(Point-per-instance localization data)

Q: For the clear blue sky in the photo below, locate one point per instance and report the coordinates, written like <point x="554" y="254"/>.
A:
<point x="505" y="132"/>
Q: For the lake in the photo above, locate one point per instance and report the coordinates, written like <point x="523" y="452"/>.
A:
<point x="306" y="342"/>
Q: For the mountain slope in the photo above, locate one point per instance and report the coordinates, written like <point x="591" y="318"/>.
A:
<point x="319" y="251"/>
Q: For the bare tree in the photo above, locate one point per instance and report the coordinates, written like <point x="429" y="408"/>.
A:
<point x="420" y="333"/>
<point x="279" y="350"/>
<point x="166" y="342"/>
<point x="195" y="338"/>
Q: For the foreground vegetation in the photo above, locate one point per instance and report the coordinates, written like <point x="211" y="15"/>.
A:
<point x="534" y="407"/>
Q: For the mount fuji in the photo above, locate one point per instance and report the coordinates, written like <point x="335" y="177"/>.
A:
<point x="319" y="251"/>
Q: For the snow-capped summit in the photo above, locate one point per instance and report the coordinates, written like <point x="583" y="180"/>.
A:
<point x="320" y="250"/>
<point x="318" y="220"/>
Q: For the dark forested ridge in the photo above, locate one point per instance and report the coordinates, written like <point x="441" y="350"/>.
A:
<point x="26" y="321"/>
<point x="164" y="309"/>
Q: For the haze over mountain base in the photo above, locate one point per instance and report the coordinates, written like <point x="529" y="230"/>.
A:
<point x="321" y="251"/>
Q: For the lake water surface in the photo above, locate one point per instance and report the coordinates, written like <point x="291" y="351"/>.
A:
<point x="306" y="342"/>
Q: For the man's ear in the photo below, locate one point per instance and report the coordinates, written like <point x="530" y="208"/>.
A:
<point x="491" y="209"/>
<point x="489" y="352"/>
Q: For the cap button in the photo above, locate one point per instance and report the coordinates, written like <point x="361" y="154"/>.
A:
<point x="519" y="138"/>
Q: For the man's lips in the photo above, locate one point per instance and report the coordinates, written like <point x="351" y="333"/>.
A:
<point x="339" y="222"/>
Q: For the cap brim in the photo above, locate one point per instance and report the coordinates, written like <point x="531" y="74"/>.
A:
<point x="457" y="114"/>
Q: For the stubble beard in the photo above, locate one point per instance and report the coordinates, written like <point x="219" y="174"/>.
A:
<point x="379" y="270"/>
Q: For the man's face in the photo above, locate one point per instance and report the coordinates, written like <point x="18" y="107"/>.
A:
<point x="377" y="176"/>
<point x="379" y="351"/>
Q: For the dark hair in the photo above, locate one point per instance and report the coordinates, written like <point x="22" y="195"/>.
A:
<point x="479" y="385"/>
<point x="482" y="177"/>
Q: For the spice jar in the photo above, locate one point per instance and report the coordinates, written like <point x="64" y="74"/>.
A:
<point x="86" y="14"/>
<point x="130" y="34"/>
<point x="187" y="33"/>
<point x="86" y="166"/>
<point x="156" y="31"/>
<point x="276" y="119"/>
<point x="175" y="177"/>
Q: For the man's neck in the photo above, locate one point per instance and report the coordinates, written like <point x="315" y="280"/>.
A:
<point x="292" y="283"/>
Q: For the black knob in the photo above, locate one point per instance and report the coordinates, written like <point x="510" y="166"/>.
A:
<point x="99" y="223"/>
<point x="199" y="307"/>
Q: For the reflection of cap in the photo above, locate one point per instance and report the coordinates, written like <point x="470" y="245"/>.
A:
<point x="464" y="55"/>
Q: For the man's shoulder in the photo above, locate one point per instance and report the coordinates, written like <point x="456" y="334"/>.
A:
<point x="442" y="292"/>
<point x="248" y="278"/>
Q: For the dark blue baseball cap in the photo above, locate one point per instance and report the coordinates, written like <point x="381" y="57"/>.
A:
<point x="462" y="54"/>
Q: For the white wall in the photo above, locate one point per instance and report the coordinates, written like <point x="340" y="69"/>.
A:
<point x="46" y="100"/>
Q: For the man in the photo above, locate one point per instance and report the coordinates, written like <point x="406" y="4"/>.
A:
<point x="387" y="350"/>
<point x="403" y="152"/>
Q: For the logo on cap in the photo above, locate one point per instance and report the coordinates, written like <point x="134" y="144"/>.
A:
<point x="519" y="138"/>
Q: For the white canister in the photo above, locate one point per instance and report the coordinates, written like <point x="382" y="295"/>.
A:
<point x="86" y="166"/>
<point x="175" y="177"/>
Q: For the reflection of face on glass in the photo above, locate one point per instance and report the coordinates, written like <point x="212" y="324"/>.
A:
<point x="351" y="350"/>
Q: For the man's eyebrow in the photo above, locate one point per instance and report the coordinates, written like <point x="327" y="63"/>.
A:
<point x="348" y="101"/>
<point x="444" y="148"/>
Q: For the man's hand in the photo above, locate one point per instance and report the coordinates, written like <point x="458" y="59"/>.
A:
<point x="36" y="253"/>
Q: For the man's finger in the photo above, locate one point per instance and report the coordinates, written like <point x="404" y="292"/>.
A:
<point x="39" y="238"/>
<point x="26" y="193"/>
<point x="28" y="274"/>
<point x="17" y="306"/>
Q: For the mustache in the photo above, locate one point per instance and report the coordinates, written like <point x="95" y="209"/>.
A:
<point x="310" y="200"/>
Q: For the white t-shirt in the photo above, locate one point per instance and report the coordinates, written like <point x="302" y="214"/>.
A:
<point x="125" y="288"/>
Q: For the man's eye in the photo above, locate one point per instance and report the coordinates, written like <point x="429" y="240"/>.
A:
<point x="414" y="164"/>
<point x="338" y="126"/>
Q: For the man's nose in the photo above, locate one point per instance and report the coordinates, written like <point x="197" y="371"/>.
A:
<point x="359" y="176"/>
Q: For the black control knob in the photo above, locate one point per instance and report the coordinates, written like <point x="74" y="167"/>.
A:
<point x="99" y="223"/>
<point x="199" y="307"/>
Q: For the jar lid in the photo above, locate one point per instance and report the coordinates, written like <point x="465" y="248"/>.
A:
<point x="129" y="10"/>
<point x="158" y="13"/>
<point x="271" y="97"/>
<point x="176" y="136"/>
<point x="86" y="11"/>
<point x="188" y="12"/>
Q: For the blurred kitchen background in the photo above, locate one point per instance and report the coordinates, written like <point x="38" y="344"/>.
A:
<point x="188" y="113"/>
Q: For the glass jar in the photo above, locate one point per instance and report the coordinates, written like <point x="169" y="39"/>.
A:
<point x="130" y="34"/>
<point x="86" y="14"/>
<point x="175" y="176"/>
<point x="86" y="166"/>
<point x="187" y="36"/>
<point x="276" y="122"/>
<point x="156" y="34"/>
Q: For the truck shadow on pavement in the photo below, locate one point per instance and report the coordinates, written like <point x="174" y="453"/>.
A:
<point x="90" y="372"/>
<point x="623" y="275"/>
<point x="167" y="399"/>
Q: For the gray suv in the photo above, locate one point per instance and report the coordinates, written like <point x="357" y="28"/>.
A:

**Aim of the task**
Retype every entry without changing anything.

**Result of the exercise**
Q: For the clear blue sky in the photo below, locate one point per instance and report the coordinates, written like <point x="554" y="254"/>.
A:
<point x="505" y="132"/>
Q: For the lake in the photo above, locate one point per instance and report the coordinates, written like <point x="523" y="452"/>.
A:
<point x="306" y="342"/>
Q: For the mountain slope in the photo above, locate one point per instance and report the coordinates, written like <point x="591" y="318"/>.
A:
<point x="319" y="251"/>
Q: For the bare tree in the photo above, locate one point per instance and report the coordinates, written like <point x="429" y="408"/>.
A:
<point x="420" y="333"/>
<point x="279" y="350"/>
<point x="166" y="342"/>
<point x="195" y="338"/>
Q: For the foreground vegetation in the photo above, locate one point per instance and report the coordinates, written like <point x="211" y="15"/>.
A:
<point x="534" y="407"/>
Q: For the mount fuji in the photo above, locate one point per instance and report the coordinates, written like <point x="335" y="177"/>.
A:
<point x="319" y="251"/>
Q: For the snow-capped summit in the photo above, locate one point per instance and report the coordinates, written like <point x="583" y="180"/>.
A:
<point x="320" y="250"/>
<point x="318" y="220"/>
Q: For the dark forested ridge in the photo above, locate one point per instance and report the coordinates, written like <point x="441" y="350"/>.
A:
<point x="26" y="321"/>
<point x="164" y="309"/>
Q: For the haze over mountain base in the photo above, locate one point per instance and report the coordinates, written like <point x="529" y="230"/>.
A:
<point x="321" y="251"/>
Q: For the lake water surface in the photo above, locate one point per instance and report the coordinates, written like <point x="291" y="351"/>.
A:
<point x="306" y="342"/>
Q: For the man's ear in the photo below, locate one point per instance and report the coordinates, written like <point x="530" y="208"/>.
A:
<point x="491" y="209"/>
<point x="489" y="352"/>
Q: For the cap button in the photo above, locate one point per instance and report the coordinates, written like <point x="361" y="154"/>.
A:
<point x="519" y="138"/>
Q: For the man's lips in the photo above, locate one point per instance and report the coordinates, written like <point x="351" y="333"/>.
A:
<point x="339" y="222"/>
Q: For the cap brim in the photo above, locate one point per instance and report the coordinates, written like <point x="531" y="74"/>.
A:
<point x="457" y="114"/>
Q: For the stubble beard in the photo above, locate one point per instance and report the coordinates, written like <point x="219" y="174"/>.
A:
<point x="379" y="270"/>
Q: For the man's face in the photo above, locate one point per instance and report the coordinates, written like <point x="18" y="107"/>.
A:
<point x="377" y="176"/>
<point x="379" y="351"/>
Q: For the dark hair in the photo above, locate one point per instance and report the coordinates, written like <point x="22" y="195"/>.
A:
<point x="479" y="385"/>
<point x="482" y="177"/>
Q: For the spice jar in the photo above, locate one point per instance and report the coordinates, written like <point x="64" y="74"/>.
A:
<point x="86" y="14"/>
<point x="130" y="34"/>
<point x="187" y="33"/>
<point x="86" y="166"/>
<point x="156" y="31"/>
<point x="276" y="119"/>
<point x="175" y="177"/>
Q: For the man's neck in the photo above, locate one point per instance and report the coordinates, written like <point x="315" y="280"/>.
A:
<point x="292" y="283"/>
Q: For the black knob in the photo above, locate one point per instance and report the coordinates, written like <point x="510" y="166"/>.
A:
<point x="99" y="223"/>
<point x="199" y="307"/>
Q: For the reflection of cap in the photo above, locate one point per instance and report the coordinates, written like <point x="470" y="245"/>.
A:
<point x="464" y="55"/>
Q: For the man's shoulder in the photo above, locate one point per instance and report the coordinates, written like <point x="456" y="334"/>.
A:
<point x="442" y="292"/>
<point x="248" y="278"/>
Q: For the dark blue baseball cap in the photo above, locate one point per instance and report the coordinates, written like <point x="381" y="57"/>.
A:
<point x="462" y="54"/>
Q: For the white wall in the photo above, locate one point per instance and report the coordinates, written like <point x="340" y="69"/>.
A:
<point x="46" y="100"/>
Q: For the man in the photo above, locate one point per instance and report the coordinates, written like <point x="406" y="4"/>.
A:
<point x="387" y="350"/>
<point x="403" y="152"/>
Q: For the logo on cap in the photo above, locate one point per instance and report the coordinates, written like <point x="134" y="144"/>.
A:
<point x="519" y="138"/>
Q: For the white canister in the photo above, locate one point per instance and report the coordinates, written like <point x="382" y="295"/>.
A:
<point x="86" y="166"/>
<point x="175" y="177"/>
Q: For the reflection of face on glass in the photo above, locate one point per instance and report the coordinates, written like <point x="212" y="324"/>.
A:
<point x="351" y="350"/>
Q: For the man's eyebrow in the photo above, locate one point per instance and report the coordinates, written like <point x="327" y="63"/>.
A:
<point x="348" y="101"/>
<point x="444" y="148"/>
Q: For the man's hand in the photo above, locate one point per instance and report the coordinates, written like <point x="458" y="59"/>.
A:
<point x="36" y="253"/>
Q: For the man's finger in the photo above, locate one point per instance and report the coordinates, written like <point x="404" y="292"/>.
A:
<point x="39" y="238"/>
<point x="26" y="193"/>
<point x="28" y="274"/>
<point x="17" y="306"/>
Q: For the mustache in the photo above, locate one point per instance and report the coordinates, written like <point x="95" y="209"/>.
A:
<point x="310" y="200"/>
Q: For the white t-shirt in the photo above, locate one point per instance and report the coordinates, written like <point x="302" y="214"/>.
A:
<point x="125" y="288"/>
Q: For the man's eye in the photo above, locate one point per instance and report the coordinates, written like <point x="429" y="240"/>.
A:
<point x="414" y="164"/>
<point x="338" y="126"/>
Q: For the man's nose in the photo above, locate one point per instance and report the coordinates, written like <point x="197" y="371"/>.
A:
<point x="359" y="176"/>
Q: For the black control knob in the photo above, locate one point per instance and report the coordinates, written like <point x="74" y="167"/>.
A:
<point x="99" y="223"/>
<point x="199" y="307"/>
Q: For the jar lid in the photo above, locate one point per instance and report the coordinates, written like <point x="465" y="248"/>.
A:
<point x="129" y="10"/>
<point x="158" y="13"/>
<point x="271" y="97"/>
<point x="176" y="136"/>
<point x="86" y="11"/>
<point x="188" y="12"/>
Q: For the blurred kitchen background in the photo above, locate one point per instance and report the coordinates, written like <point x="38" y="344"/>.
A:
<point x="188" y="113"/>
Q: For the glass jar in the photo above, locate one point per instance and report the coordinates, written like <point x="169" y="39"/>.
A:
<point x="130" y="34"/>
<point x="86" y="14"/>
<point x="175" y="176"/>
<point x="86" y="166"/>
<point x="187" y="36"/>
<point x="276" y="122"/>
<point x="156" y="34"/>
Q: For the truck shadow on pavement in the photo below, locate one point per instance and report the coordinates, written like <point x="174" y="453"/>.
A:
<point x="90" y="372"/>
<point x="623" y="275"/>
<point x="167" y="399"/>
Q: For the gray suv in the photo above, locate one point per instance and report the coordinates, written like <point x="357" y="28"/>.
A:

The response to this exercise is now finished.